==== Record extracts

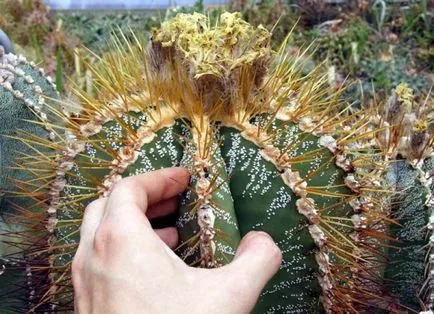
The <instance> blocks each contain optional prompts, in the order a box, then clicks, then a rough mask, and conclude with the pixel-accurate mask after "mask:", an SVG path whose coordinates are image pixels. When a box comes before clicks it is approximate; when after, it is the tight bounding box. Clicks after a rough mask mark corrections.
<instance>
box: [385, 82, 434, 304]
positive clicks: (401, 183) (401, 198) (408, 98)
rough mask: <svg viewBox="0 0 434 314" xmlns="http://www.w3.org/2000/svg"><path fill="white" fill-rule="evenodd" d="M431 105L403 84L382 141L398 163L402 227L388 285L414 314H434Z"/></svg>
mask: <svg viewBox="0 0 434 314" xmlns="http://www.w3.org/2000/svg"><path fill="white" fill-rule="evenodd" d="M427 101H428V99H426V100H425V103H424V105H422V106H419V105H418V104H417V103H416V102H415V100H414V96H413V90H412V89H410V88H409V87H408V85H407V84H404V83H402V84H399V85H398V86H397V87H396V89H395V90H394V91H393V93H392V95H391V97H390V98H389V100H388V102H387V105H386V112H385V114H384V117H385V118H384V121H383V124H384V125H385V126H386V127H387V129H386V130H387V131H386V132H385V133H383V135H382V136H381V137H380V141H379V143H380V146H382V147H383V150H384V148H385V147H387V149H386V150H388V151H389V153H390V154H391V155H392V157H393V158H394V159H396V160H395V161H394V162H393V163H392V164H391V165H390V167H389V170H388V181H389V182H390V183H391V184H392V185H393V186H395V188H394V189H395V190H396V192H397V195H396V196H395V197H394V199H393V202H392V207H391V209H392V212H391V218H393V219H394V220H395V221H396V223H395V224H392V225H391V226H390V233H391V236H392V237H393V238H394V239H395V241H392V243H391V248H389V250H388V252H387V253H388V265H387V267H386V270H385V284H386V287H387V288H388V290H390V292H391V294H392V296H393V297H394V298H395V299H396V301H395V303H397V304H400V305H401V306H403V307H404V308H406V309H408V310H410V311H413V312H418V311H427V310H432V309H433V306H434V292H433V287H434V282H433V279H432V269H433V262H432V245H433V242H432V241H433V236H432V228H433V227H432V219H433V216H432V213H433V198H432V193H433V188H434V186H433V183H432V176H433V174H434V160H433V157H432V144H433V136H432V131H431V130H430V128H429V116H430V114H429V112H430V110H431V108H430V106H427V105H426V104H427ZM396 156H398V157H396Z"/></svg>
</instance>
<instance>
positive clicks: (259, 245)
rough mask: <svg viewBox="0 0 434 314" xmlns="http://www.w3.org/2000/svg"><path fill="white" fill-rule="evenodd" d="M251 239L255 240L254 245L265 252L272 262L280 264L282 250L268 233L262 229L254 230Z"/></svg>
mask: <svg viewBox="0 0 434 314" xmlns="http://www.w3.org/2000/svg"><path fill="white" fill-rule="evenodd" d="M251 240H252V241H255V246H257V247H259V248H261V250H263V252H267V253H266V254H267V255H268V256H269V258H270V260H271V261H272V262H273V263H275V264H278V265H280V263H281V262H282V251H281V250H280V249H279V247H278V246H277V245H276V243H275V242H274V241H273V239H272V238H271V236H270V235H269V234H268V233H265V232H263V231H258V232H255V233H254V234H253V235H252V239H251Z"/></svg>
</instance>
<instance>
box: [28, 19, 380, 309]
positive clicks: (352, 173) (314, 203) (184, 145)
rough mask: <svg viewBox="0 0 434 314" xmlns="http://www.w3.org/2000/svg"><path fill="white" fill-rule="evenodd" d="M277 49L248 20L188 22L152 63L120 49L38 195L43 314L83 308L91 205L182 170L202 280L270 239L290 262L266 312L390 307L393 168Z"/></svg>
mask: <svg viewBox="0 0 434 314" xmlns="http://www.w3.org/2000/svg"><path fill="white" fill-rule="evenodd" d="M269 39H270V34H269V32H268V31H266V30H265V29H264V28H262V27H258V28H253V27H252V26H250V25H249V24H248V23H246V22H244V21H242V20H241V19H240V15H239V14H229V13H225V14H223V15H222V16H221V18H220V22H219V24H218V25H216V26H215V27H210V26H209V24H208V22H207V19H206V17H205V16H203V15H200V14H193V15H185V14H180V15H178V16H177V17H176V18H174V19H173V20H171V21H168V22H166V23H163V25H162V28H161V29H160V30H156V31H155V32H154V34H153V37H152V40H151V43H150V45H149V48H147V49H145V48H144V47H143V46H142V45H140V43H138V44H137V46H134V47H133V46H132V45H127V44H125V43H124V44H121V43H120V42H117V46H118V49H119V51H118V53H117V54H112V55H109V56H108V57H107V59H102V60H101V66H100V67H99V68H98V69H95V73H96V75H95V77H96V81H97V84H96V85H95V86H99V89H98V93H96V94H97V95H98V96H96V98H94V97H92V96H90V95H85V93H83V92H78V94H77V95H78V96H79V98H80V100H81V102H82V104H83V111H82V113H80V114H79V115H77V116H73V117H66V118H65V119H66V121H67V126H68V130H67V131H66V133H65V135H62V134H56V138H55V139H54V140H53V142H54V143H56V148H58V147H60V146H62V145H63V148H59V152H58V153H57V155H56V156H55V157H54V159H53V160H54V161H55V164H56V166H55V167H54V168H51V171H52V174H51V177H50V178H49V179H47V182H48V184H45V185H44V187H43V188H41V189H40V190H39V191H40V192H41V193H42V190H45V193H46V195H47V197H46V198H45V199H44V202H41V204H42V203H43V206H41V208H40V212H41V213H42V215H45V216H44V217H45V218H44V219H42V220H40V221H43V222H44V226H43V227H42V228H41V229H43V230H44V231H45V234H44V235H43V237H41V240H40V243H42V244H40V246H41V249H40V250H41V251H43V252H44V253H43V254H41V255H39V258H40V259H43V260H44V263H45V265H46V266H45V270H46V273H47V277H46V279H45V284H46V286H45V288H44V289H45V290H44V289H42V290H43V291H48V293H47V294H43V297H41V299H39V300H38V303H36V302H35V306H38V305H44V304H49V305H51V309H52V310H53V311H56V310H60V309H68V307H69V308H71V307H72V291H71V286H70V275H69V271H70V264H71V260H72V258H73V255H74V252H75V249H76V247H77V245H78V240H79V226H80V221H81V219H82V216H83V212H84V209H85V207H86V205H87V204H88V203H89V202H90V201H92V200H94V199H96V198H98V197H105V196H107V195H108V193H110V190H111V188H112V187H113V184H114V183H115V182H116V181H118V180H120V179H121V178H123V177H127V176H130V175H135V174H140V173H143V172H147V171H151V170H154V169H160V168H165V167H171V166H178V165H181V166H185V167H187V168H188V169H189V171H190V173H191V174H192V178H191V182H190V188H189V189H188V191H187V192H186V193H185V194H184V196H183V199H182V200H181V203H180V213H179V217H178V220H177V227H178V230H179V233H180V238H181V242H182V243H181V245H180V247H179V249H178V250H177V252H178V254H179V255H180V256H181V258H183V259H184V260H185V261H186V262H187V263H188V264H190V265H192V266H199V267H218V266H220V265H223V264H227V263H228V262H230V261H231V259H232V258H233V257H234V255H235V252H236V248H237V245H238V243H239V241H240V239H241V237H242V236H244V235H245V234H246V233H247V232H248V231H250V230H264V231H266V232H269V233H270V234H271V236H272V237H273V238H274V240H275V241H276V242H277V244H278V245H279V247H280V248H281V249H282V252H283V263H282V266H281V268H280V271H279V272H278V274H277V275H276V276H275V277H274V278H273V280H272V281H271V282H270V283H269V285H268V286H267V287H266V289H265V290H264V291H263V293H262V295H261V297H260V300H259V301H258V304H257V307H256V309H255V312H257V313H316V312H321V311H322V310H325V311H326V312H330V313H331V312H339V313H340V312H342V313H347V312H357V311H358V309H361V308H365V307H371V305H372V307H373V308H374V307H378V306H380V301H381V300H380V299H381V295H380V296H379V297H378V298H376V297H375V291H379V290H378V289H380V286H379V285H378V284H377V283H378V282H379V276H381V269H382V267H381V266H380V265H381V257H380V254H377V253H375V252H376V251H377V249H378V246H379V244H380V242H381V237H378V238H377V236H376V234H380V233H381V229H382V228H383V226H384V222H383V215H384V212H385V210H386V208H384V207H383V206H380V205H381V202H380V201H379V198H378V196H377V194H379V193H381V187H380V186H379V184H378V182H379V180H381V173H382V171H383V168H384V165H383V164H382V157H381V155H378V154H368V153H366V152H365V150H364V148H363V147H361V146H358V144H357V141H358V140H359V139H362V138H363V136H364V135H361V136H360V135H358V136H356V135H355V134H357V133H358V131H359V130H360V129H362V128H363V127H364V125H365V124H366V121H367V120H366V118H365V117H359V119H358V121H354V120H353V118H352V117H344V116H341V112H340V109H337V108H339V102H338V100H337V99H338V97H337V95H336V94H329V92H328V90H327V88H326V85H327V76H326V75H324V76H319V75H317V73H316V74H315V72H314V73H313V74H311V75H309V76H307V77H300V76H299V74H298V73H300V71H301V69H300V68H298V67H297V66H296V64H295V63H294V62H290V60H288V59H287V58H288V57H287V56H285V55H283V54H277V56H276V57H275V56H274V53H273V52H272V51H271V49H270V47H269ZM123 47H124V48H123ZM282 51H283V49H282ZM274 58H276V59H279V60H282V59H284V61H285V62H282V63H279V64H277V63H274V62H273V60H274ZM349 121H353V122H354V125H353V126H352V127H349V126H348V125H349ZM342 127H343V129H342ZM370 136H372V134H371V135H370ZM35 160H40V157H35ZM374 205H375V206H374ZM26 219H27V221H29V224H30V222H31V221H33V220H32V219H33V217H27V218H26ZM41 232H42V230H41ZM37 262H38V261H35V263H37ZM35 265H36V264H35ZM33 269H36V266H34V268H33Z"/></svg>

========

### What to produce:
From the first line through the line with "positive clicks: (401, 183)", output those lines of the entries above exactly, and nothing else, with the pictures left out.

### Response:
The <instance> blocks each contain optional prompts, in the order a box, then clicks, then a rough mask, and conclude with the pixel-accurate mask after "mask:", an SVG path whose coordinates are image pixels. When a box comes before clicks it is approximate; when after, it is the tight bounding box. Clicks after a rough mask mark corrections.
<instance>
box: [385, 82, 434, 304]
positive clicks: (401, 183) (401, 198) (408, 98)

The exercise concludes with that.